▸ **Input records**

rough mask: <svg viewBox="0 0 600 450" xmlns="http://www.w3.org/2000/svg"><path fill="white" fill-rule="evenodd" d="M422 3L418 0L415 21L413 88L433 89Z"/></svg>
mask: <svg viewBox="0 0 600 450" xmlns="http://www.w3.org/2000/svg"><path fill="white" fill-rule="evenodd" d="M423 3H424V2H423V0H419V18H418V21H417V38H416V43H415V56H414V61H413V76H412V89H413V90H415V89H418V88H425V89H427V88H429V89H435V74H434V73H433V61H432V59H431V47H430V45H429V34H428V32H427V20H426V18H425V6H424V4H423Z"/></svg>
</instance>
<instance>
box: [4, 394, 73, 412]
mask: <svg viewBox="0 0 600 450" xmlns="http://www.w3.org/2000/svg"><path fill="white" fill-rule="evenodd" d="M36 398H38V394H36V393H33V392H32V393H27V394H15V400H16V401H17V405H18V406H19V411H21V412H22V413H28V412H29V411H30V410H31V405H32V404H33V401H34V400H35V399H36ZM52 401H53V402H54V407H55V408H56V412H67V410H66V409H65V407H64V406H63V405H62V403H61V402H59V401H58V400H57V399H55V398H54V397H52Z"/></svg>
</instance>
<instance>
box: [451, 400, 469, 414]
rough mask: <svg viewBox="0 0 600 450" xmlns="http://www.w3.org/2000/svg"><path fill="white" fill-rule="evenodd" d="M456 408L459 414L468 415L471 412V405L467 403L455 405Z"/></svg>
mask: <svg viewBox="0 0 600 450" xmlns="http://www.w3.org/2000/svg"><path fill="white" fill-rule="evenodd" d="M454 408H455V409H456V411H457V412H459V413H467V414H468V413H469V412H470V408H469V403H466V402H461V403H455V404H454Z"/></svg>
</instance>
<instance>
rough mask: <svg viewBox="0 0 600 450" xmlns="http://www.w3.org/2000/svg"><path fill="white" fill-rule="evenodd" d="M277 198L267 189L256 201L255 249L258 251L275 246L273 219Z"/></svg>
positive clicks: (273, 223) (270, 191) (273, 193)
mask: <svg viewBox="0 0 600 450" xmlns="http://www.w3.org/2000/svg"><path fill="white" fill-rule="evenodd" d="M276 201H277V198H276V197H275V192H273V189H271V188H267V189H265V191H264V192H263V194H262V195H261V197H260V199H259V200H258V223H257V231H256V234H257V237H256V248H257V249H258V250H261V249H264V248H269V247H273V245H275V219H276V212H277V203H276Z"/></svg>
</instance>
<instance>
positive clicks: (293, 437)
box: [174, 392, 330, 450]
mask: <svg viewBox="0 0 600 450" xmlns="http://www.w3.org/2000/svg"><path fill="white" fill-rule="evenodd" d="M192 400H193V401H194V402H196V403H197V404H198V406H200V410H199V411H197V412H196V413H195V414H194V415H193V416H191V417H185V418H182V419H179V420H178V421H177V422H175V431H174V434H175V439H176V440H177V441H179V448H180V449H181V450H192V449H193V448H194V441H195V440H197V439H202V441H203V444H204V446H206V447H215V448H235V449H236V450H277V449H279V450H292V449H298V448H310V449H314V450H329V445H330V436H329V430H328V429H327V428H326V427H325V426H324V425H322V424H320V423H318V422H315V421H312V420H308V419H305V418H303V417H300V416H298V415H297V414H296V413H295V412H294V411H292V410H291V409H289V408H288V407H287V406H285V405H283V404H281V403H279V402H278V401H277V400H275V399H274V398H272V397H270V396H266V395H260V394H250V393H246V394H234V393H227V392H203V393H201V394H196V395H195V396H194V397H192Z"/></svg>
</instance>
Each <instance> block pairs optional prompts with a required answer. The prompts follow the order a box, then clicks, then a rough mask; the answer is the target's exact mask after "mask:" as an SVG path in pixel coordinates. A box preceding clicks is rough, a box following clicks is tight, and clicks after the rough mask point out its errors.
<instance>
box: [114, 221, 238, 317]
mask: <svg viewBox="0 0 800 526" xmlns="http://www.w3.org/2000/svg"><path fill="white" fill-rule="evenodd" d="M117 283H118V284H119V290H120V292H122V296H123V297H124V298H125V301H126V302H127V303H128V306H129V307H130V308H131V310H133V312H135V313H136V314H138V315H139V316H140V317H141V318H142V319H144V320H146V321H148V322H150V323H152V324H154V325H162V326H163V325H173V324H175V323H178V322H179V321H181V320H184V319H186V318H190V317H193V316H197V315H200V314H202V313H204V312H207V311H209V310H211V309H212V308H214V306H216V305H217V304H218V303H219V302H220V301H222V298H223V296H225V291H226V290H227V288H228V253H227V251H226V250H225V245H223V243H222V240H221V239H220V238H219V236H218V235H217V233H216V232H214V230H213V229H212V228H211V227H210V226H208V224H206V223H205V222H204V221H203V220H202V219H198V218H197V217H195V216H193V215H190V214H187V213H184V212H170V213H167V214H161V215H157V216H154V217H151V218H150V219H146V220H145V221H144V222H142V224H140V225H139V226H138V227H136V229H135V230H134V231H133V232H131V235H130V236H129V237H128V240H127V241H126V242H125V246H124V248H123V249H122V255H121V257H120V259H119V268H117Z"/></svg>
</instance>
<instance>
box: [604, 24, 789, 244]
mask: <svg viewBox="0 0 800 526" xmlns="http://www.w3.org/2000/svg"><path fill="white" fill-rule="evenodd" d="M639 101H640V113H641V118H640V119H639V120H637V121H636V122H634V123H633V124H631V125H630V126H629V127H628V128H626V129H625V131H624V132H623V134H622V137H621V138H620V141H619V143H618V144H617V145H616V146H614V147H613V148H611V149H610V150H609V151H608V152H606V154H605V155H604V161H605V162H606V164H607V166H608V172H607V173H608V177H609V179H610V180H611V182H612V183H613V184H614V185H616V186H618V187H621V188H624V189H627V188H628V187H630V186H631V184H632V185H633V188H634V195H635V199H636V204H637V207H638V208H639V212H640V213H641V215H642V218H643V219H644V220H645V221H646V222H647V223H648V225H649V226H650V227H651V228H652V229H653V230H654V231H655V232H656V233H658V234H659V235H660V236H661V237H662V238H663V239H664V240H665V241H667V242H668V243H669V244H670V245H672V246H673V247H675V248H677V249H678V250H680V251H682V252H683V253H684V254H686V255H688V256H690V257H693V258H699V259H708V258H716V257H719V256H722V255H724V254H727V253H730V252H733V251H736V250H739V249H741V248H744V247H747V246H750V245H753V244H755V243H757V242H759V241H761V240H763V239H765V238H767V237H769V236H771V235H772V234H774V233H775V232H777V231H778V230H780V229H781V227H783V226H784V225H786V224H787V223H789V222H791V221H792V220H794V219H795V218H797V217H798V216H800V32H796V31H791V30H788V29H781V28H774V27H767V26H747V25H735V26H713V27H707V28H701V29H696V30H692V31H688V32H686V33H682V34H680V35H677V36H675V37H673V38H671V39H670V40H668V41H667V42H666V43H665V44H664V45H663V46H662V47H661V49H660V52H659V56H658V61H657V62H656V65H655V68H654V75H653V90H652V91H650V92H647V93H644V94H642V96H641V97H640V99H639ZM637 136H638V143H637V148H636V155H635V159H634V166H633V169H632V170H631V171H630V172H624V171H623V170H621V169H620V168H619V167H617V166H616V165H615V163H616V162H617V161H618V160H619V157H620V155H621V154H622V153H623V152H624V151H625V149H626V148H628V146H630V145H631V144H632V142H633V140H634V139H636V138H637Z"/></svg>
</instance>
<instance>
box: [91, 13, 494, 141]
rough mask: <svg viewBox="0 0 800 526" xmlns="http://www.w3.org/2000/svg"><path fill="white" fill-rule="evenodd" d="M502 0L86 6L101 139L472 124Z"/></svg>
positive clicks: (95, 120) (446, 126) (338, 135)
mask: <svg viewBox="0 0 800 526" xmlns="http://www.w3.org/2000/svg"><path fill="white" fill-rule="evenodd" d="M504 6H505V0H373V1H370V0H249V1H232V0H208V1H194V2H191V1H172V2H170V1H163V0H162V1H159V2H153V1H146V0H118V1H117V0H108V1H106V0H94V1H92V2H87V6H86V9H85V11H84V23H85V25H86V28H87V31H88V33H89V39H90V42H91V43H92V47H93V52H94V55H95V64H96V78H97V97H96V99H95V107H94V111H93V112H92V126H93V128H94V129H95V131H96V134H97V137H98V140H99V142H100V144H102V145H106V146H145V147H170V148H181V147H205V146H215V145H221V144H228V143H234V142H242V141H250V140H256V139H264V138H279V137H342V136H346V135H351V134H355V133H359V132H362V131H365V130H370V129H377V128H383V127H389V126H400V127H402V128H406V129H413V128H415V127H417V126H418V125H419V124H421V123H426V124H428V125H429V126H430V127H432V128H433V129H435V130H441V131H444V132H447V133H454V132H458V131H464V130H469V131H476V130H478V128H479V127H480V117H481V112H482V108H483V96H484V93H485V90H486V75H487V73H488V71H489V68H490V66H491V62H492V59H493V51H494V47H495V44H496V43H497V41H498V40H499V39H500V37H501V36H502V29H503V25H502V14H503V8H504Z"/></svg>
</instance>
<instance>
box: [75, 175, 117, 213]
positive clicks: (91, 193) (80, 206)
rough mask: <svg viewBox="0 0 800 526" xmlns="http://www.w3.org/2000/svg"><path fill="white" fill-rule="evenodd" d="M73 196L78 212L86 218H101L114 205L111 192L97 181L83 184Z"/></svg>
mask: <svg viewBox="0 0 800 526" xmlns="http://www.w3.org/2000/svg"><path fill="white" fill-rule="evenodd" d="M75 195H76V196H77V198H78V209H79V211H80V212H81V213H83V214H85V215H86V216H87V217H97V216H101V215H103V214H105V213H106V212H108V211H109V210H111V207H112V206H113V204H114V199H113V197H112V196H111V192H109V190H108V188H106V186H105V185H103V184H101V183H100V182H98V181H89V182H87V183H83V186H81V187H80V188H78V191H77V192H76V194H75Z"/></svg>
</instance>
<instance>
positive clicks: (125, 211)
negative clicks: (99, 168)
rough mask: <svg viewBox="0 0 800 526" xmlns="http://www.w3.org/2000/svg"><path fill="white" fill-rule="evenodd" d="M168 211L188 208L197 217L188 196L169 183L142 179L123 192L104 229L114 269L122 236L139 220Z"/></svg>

▸ **Your goal**
After locating the line with "196L78 212L86 218H101L114" in the records above, please set down that line and all later ones exactly, and no other line.

▸ **Solved exercise**
rough mask: <svg viewBox="0 0 800 526" xmlns="http://www.w3.org/2000/svg"><path fill="white" fill-rule="evenodd" d="M73 196L78 212L86 218H101L114 205L111 192L97 181L83 184Z"/></svg>
mask: <svg viewBox="0 0 800 526" xmlns="http://www.w3.org/2000/svg"><path fill="white" fill-rule="evenodd" d="M75 195H76V196H77V198H78V209H79V211H80V212H81V213H83V214H85V215H86V216H87V217H97V216H101V215H103V214H105V213H106V212H108V211H109V210H111V207H112V206H113V204H114V199H113V197H112V196H111V192H109V190H108V188H106V186H105V185H103V184H101V183H100V182H98V181H89V182H87V183H83V186H81V187H80V188H78V191H77V192H76V194H75Z"/></svg>
</instance>
<instance>
positive clicks: (125, 211)
negative clicks: (99, 168)
rough mask: <svg viewBox="0 0 800 526" xmlns="http://www.w3.org/2000/svg"><path fill="white" fill-rule="evenodd" d="M168 211L188 208L197 217L188 196L169 183L142 179L123 192L104 229L114 269L122 236L139 220Z"/></svg>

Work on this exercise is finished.